WHAT IS REQUIRED: Your task is to find every line of the listing that includes "background" and copy it.

%%

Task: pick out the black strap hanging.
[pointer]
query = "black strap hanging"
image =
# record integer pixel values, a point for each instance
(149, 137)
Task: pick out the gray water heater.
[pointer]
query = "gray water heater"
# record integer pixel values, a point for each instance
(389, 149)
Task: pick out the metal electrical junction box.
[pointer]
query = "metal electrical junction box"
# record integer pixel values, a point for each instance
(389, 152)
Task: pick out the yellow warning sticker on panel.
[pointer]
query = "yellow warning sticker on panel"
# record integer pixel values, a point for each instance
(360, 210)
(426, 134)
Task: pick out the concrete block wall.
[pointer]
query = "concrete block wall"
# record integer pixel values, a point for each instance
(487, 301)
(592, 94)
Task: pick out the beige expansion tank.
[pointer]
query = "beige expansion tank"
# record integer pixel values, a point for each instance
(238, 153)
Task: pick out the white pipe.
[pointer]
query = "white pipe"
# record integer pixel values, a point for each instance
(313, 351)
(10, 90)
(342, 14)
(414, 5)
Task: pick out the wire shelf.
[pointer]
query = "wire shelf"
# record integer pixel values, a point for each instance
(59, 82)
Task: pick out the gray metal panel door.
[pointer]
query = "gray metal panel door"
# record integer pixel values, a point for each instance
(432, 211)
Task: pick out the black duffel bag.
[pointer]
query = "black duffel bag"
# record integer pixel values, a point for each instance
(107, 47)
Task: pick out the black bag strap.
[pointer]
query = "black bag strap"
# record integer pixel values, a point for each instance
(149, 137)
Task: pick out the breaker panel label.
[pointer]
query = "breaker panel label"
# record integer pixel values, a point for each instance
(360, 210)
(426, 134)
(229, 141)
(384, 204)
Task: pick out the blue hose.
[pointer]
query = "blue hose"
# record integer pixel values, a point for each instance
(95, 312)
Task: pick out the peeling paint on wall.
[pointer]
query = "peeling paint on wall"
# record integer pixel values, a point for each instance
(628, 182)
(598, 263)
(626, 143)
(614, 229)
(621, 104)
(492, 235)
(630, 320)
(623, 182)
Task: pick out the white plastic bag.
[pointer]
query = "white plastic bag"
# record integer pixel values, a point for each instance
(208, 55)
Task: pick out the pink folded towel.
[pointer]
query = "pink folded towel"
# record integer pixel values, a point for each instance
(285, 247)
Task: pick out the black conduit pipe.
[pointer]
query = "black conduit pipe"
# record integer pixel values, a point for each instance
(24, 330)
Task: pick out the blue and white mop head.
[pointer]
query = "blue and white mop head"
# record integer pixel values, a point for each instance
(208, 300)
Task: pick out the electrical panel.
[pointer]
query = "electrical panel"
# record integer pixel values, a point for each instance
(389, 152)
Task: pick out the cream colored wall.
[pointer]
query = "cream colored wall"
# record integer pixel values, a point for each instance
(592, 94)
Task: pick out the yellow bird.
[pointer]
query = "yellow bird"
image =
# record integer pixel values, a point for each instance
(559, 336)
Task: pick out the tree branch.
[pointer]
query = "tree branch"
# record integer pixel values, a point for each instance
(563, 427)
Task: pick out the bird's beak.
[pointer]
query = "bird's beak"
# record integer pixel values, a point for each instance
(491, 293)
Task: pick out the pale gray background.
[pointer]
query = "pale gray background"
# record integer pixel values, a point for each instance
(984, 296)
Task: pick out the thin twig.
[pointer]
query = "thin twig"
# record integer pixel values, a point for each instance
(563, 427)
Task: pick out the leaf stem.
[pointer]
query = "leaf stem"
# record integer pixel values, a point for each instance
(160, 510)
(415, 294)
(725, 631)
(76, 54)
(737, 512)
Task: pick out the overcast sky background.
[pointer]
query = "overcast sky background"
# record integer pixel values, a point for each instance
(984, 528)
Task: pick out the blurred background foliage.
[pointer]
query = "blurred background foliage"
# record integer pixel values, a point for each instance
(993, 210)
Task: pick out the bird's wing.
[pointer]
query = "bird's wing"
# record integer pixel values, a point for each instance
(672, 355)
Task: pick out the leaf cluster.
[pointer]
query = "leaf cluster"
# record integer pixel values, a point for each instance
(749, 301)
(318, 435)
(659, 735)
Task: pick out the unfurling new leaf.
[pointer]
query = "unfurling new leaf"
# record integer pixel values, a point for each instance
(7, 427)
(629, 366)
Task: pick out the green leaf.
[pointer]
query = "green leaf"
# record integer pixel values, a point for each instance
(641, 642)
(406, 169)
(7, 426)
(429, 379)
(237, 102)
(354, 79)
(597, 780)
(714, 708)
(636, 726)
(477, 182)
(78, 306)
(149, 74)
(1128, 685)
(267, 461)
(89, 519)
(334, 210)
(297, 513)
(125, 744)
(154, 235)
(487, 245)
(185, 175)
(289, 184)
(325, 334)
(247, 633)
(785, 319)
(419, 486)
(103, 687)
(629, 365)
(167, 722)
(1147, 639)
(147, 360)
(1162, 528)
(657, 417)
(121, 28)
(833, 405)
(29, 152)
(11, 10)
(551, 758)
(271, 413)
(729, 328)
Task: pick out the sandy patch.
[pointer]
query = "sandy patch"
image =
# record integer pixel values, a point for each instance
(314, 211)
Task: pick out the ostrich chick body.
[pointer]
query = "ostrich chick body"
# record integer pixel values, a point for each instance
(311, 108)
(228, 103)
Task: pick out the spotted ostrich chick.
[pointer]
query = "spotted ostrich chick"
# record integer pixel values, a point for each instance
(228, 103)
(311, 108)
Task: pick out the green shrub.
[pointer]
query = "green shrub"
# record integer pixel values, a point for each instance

%%

OUTPUT FOR THIS TASK:
Task: pick out the pale gray background.
query = "pale gray background"
Task: pick out the overcast sky background.
query = "overcast sky background"
Task: pick out the blurred background foliage.
query = "blurred background foliage"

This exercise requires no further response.